## SET PROBLEM
Copy each of the rows below verbatim, keeping every character and line break unchanged.

## DATA FOR PROCESSING

────────────────────────────────────────

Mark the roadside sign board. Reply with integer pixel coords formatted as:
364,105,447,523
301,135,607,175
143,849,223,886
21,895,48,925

────────────────────────────────────────

## REPLY TO THE TASK
Mark the roadside sign board. Reply with integer pixel coords formatted as:
364,105,447,523
301,135,607,175
143,849,223,886
21,895,48,925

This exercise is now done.